#### Short problem
Reproduce exactly the lines from the one containing "surface in the photo above." through the last line of the data, both ends included.

#### Data shown
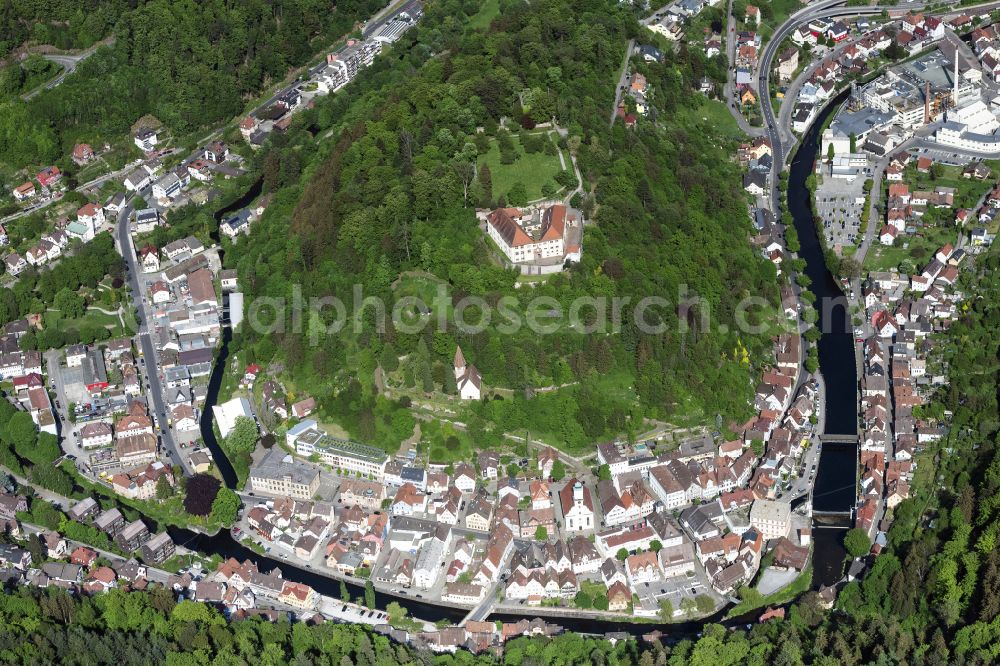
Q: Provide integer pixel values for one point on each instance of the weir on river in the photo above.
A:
(834, 492)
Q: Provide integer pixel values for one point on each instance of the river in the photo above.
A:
(834, 490)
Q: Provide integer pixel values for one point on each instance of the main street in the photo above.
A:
(144, 340)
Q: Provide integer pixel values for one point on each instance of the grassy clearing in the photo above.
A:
(532, 170)
(489, 11)
(756, 600)
(90, 319)
(714, 114)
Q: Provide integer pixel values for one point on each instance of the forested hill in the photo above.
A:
(64, 24)
(389, 195)
(190, 64)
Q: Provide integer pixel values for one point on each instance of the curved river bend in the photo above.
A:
(835, 478)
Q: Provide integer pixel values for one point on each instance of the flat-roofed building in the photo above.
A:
(281, 475)
(772, 518)
(340, 453)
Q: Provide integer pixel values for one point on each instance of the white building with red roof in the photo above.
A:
(529, 236)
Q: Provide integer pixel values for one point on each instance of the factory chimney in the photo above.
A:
(955, 100)
(927, 102)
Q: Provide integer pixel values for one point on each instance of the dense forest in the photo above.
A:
(190, 64)
(392, 192)
(64, 24)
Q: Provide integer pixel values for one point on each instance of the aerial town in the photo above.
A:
(455, 491)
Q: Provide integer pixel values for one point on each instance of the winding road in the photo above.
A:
(68, 61)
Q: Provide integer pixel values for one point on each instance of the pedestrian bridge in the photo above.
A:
(840, 439)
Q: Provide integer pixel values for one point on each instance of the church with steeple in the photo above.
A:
(470, 383)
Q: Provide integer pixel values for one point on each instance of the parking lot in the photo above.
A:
(675, 590)
(840, 205)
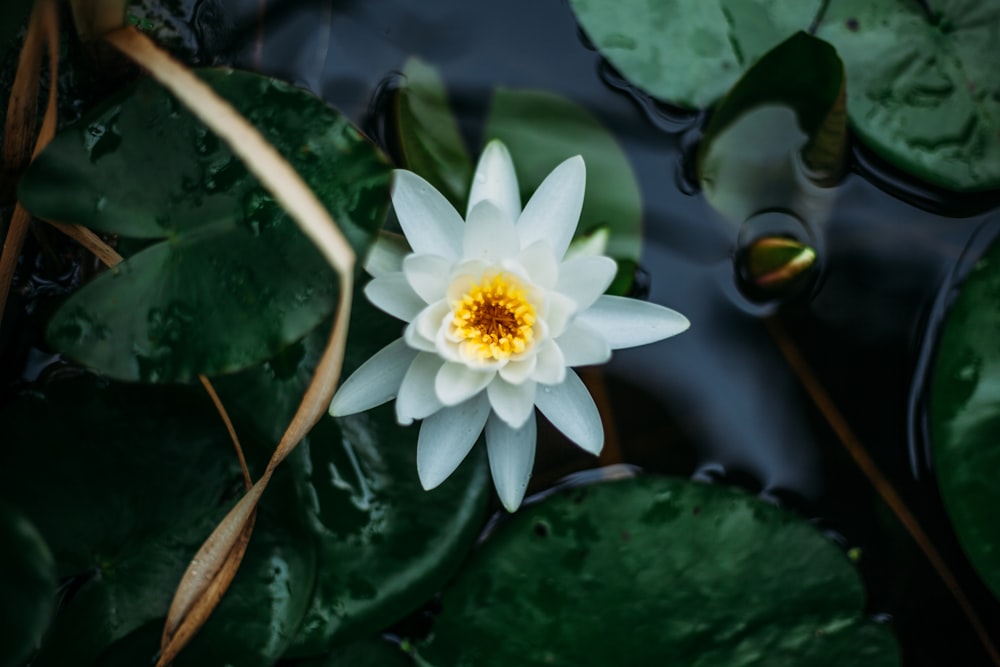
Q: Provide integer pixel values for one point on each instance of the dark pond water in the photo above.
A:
(718, 402)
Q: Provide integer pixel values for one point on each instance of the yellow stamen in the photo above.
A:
(494, 319)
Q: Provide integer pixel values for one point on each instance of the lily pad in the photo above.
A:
(28, 582)
(229, 280)
(689, 52)
(657, 571)
(922, 89)
(541, 130)
(965, 416)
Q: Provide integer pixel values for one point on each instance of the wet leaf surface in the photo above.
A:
(922, 86)
(657, 571)
(230, 280)
(965, 416)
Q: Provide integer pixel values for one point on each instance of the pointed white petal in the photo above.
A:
(582, 346)
(585, 278)
(571, 410)
(446, 438)
(496, 181)
(392, 293)
(430, 223)
(490, 235)
(553, 212)
(512, 402)
(512, 455)
(628, 322)
(428, 275)
(457, 382)
(375, 382)
(416, 398)
(386, 254)
(551, 365)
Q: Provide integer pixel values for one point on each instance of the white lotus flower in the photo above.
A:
(495, 319)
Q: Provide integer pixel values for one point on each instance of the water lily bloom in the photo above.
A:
(496, 317)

#### Expected answer
Q: Provide integer pixel values for one point on each instance of the wet leaf surface in the photo above.
A:
(922, 86)
(657, 571)
(230, 280)
(965, 416)
Q: Provide integer pixel values for one point on each instance of the pointed white petal in the photo above.
A:
(582, 346)
(585, 278)
(571, 410)
(446, 438)
(496, 181)
(392, 293)
(430, 223)
(490, 235)
(553, 212)
(512, 402)
(512, 455)
(628, 322)
(428, 275)
(457, 382)
(375, 382)
(416, 398)
(386, 254)
(551, 365)
Q: Provide integer pixel values for one point on each instance of the white lotus flower in the photo above.
A:
(495, 319)
Q: Provide integer pixel values for one point on each instance of the water lily bloom in the photo above.
A:
(496, 317)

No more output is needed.